## [Record excerpts]
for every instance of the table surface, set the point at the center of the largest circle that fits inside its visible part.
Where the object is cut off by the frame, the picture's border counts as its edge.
==
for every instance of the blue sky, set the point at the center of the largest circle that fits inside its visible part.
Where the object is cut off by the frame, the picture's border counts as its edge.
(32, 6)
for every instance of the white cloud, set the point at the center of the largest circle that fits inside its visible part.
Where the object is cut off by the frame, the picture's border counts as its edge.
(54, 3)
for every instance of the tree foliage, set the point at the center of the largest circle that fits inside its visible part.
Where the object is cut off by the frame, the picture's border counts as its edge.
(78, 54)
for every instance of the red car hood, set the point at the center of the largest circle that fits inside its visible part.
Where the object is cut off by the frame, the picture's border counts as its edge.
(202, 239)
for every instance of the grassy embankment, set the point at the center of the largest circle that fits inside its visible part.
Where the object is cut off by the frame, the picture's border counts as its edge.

## [Request]
Extract each line of the rows above that contains the string "table", treating uppercase and lowercase as different.

## [Completed exercise]
for every instance of the table surface, set the point at the center of the largest circle that fits inside its visible part.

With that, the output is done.